**Exercise text:**
● ● ● ● ● ● ●

The UK will be unable to replicate the European Union’s “Champions League” of research and will miss out on top researchers if it goes solo in science post-Brexit, a senior figure in Swiss research has told MPs.

Martin Vetterli, president of the National Research Council of the Swiss National Science Foundation, was giving evidence to the Science and Technology Committee on 5 July, at a hearing on Leaving the EU: Implications and opportunities for science and research.

Switzerland’s treatment by the EU on research is seen by some as a salutary example for the UK post-Brexit.

Universities UK plans to lobby the Westminster government to secure associated country status within Horizon 2020, the EU’s current framework programme for research, so British universities can continue to participate after a Brexit.

The EU suspended talks with Switzerland – which is part of the single market as a member of the European Free Trade Association and previously observed freedom of movement – on its status as a Horizon 2020 associated country after Swiss voters backed restrictions on immigration in a 2014 referendum.

Switzerland has since gained partial association, but must ratify a free movement deal with new EU member Croatia next year or face being kicked out of Horizon 2020.

Professor Vetterli said: “It’s not just about money, it’s about the quality of the [research] competition.

“For example, if you take the Champions League of the [research] competition in Europe, which is the European Research Council [part of Horizon 2020], the universities across Europe rank each other according to success in the ERC. So even if you replicate a UK competition with all the money you can put on the table, it’s just not going to be the real thing.”

● ● ● ● ● ● ●

**Entries provided:**
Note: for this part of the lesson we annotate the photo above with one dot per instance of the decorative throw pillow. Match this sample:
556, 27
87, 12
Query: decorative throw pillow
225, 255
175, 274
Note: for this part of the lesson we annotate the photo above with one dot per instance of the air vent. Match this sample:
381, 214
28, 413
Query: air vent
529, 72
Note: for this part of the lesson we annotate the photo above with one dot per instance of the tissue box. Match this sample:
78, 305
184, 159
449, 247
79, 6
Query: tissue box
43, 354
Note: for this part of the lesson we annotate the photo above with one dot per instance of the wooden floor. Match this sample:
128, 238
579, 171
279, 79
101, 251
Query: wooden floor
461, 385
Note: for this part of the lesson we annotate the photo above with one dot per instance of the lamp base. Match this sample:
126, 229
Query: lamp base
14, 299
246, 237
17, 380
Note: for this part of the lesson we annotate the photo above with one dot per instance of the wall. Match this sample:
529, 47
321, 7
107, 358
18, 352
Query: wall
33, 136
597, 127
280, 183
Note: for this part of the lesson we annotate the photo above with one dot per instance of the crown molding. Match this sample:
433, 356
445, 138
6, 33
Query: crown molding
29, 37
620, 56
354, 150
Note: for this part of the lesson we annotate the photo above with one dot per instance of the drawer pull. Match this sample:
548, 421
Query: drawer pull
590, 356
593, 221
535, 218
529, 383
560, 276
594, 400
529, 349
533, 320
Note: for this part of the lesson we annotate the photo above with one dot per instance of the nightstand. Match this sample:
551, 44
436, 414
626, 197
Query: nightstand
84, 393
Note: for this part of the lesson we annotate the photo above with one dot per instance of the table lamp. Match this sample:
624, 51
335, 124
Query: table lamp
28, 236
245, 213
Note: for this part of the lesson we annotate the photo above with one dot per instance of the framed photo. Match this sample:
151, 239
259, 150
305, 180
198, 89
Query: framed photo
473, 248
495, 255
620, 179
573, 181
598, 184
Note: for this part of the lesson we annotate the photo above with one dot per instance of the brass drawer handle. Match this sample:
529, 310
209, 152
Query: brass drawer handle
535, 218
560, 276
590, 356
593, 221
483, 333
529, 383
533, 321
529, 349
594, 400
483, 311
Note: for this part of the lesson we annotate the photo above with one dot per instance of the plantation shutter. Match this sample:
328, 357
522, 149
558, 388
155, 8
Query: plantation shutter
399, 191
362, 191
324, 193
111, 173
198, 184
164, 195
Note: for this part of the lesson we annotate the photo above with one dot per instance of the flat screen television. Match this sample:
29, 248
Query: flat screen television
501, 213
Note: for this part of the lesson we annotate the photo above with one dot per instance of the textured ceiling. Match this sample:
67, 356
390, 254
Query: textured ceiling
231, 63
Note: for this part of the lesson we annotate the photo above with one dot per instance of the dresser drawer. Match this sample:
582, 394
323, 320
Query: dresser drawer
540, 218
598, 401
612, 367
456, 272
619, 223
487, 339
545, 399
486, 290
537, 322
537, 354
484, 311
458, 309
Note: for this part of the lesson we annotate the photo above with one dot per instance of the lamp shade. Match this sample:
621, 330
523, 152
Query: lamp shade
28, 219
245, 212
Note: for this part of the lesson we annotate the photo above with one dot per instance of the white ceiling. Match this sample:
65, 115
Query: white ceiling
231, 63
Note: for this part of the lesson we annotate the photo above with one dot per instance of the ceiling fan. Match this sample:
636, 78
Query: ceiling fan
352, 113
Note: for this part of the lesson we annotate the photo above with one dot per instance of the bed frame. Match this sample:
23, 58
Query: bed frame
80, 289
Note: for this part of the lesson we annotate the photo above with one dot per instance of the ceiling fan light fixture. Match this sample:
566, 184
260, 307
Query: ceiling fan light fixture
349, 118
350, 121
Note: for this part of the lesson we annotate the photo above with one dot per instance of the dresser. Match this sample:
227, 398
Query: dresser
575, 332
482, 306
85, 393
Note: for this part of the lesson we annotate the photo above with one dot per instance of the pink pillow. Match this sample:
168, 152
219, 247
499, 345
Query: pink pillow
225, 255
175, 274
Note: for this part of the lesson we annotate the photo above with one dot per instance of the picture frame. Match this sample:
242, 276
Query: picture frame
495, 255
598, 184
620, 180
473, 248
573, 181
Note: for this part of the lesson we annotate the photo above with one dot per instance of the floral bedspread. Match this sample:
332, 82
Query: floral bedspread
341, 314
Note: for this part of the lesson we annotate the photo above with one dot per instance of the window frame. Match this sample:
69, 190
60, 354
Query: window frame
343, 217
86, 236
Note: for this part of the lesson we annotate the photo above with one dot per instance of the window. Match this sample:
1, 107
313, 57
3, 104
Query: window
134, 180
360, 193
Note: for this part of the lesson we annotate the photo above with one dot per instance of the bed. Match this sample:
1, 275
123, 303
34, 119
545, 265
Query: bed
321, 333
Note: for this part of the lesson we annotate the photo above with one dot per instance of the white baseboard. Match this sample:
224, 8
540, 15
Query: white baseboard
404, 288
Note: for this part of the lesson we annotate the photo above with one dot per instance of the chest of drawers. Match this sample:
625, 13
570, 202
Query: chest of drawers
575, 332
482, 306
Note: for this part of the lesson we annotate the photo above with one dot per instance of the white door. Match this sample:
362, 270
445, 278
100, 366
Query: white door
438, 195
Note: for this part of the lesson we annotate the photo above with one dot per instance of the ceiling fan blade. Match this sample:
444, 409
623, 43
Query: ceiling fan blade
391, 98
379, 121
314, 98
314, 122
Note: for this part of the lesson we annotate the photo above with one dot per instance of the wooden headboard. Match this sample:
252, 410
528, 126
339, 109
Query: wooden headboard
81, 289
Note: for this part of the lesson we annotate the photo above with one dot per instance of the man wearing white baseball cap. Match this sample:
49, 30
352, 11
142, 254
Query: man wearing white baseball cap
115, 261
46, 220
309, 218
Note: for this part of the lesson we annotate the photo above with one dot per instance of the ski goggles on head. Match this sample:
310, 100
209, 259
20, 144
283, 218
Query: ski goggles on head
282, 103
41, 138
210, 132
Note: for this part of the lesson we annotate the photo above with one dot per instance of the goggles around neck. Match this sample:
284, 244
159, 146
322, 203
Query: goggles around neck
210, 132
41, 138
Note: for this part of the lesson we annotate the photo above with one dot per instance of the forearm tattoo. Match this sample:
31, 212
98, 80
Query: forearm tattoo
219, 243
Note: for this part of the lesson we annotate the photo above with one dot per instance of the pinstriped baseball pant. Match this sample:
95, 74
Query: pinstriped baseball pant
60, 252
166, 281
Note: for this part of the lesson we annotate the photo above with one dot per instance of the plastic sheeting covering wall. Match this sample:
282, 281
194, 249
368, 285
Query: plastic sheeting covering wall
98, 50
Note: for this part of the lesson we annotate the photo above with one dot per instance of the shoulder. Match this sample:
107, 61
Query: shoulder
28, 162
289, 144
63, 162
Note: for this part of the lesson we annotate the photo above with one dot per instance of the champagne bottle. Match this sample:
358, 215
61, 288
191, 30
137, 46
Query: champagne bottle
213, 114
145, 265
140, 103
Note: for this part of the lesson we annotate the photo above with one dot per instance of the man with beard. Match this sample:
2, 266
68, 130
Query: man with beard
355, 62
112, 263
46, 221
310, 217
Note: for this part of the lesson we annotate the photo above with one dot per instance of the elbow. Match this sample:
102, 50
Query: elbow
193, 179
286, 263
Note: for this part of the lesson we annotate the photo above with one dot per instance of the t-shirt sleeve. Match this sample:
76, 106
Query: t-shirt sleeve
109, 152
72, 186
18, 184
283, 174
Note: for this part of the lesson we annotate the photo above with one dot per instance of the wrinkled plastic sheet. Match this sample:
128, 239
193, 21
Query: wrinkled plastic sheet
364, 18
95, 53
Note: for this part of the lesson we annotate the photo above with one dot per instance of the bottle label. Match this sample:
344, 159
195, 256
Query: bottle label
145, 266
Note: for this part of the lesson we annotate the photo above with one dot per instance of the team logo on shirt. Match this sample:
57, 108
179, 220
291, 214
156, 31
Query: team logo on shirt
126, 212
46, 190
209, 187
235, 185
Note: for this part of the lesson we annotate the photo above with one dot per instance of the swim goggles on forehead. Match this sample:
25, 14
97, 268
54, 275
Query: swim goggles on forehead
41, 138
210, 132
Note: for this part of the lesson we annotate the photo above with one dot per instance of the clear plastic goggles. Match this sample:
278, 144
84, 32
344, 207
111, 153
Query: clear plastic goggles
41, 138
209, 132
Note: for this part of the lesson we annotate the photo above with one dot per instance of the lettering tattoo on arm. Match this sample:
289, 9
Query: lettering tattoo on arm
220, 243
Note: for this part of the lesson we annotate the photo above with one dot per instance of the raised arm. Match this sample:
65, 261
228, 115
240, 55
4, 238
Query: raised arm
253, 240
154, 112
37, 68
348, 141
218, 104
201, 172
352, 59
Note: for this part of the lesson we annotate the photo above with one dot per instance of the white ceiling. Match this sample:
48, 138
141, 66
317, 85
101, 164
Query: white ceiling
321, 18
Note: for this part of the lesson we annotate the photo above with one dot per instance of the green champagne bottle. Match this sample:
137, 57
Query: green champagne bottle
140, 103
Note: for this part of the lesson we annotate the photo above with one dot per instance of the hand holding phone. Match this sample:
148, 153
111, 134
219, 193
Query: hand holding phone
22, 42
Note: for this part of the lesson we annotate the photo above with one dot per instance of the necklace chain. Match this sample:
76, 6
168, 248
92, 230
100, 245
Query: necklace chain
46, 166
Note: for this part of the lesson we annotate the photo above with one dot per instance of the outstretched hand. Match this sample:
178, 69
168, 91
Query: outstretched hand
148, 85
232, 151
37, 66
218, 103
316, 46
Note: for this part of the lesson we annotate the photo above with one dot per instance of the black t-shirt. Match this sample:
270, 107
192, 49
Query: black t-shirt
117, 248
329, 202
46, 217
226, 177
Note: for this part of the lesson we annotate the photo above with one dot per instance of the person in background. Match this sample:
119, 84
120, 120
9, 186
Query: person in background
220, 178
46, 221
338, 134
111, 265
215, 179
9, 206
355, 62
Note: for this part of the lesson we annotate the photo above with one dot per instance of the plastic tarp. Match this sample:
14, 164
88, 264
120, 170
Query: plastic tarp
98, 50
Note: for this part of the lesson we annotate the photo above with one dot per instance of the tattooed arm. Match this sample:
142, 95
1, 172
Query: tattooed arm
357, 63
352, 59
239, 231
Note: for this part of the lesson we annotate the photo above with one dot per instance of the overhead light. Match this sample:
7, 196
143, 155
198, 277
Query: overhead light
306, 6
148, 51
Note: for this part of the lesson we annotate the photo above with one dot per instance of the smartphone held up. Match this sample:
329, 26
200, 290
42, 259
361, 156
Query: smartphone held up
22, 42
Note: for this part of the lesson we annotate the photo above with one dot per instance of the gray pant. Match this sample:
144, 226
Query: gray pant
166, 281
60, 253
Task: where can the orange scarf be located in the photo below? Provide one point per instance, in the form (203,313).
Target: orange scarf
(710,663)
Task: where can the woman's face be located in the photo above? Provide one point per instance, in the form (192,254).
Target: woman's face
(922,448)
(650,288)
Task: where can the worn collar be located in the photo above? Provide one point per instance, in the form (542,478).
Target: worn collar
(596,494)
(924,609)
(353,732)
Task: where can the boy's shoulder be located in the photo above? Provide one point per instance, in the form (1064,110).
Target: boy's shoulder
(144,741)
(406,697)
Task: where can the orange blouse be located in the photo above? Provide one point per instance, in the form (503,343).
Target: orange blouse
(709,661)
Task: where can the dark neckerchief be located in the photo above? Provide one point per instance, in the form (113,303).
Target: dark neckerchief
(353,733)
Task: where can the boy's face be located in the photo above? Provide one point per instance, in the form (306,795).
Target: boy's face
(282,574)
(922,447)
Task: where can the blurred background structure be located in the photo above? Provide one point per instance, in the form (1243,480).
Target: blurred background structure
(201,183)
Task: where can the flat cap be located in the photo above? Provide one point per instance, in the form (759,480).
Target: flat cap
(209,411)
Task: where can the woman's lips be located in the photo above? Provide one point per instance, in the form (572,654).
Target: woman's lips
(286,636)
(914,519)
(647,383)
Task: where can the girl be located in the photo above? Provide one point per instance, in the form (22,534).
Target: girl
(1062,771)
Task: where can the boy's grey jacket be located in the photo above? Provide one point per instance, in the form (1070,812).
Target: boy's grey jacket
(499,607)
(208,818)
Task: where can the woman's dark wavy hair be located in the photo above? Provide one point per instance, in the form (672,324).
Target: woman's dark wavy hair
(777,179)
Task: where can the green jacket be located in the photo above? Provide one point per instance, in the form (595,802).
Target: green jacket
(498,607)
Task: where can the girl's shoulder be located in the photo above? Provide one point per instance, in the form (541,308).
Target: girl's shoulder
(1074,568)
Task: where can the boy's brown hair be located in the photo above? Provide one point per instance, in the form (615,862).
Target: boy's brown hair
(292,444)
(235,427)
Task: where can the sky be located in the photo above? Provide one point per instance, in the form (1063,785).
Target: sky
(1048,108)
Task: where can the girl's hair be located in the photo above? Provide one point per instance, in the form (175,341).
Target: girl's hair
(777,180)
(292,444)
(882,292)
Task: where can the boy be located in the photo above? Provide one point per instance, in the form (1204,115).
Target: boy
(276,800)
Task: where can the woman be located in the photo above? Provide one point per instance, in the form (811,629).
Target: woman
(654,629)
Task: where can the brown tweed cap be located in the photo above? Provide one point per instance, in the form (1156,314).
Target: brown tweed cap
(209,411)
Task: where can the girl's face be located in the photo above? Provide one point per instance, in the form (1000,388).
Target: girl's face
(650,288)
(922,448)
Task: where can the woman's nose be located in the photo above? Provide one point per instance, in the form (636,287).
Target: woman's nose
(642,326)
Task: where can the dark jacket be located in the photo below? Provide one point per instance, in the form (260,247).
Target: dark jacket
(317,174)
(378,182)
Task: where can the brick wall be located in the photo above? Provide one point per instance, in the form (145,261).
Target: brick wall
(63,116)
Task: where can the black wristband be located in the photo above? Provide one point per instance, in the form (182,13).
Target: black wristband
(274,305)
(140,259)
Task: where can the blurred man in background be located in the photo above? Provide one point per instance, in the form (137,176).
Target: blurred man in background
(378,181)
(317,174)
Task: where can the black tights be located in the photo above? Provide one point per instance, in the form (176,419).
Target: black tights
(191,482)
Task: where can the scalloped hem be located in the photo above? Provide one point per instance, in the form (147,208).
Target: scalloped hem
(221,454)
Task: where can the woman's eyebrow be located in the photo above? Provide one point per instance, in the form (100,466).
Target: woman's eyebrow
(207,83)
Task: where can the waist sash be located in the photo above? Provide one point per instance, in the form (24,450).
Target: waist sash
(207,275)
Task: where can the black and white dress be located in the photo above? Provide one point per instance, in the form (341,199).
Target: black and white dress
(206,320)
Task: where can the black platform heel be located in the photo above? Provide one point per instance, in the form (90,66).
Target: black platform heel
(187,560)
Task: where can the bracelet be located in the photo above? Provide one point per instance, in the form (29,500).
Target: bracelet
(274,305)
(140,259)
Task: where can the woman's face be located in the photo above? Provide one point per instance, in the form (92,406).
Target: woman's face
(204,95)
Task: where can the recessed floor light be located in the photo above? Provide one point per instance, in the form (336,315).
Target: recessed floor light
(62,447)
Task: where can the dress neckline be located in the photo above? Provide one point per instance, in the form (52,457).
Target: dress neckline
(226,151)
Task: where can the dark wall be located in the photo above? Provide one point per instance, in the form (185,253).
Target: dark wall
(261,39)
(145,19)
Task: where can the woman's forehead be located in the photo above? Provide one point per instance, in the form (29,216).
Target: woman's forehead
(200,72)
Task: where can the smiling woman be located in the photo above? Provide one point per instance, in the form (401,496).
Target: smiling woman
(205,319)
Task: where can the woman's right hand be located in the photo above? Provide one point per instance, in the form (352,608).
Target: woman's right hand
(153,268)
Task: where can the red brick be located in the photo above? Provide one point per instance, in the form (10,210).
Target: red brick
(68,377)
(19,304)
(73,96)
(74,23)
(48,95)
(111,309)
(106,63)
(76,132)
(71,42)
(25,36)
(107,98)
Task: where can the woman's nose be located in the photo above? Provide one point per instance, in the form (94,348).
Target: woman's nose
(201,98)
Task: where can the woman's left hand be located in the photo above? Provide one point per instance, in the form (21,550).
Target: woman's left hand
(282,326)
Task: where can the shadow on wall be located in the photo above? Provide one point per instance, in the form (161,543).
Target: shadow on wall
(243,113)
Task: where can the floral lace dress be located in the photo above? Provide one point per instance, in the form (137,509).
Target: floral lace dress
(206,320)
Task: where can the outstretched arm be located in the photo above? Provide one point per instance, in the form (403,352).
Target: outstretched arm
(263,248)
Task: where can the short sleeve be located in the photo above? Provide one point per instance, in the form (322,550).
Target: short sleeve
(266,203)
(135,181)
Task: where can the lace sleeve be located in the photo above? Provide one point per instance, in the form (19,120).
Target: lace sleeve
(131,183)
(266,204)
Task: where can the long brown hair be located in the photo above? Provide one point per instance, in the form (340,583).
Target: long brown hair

● ● ● ● ● ● ●

**Work task 1:**
In the article on UK science after Brexit, what must Switzerland ratify next year to avoid being kicked out of Horizon 2020?
**Work task 2:**
Continue the article on UK science after Brexit, starting after Professor Vetterli's remark about the European Research Council.

**Written response 1:**
A free movement deal with Croatia, a new EU member.

**Written response 2:**
He said that ERC participation was “extremely important to attract the top notch researchers to Swiss universities”.

Professor Vetterli said that earlier in the day he had spoken to “a professor from one of the major UK universities” who was “thinking of taking a 50 per cent appointment in an EU university so he could continue to participate in the ERC competition”.

He added of Switzerland: “I think if we get kicked out [of Horizon 2020] in 2017, which is not unlikely, then it will be a major blow potentially, because as a science hub we will be less attractive.”

On freedom of movement, Professor Vetterli said that “researchers go where the good science is. They like to move. They don’t like paperwork.”

Associated countries must pay a contribution to the EU to participate in framework programmes, but do not have any say in the size of the research budget.

Professor Vetterli said that Switzerland had found it “not so easy to try to bargain in science issues” given that the political decisions were taken by the EU and member states in Brussels.

Sir Ian Diamond, chair of UUK’s research policy network and University of Aberdeen vice-chancellor, said of the future post-Brexit: “We certainly need a model which is similar to those of the associated countries at the moment.

“But in addition, I believe very strongly, we need to make sure we have some influence over the future direction of European science.”

Angus Dalgleish, of Scientists for Britain, a lobbying group that aims to counter the “political narrative” that UK science would suffer in a Brexit, said that there were “plenty of models that can be followed. I don’t see that the doom and gloom predicted by so many of my colleagues for science will occur…There’s been a lot of hysteria.”

Professor Dalgleish, a cancer specialist, said that the UK was “not leaving the European Union health, science [programmes], etc, we’re trying to leave the European superstate”.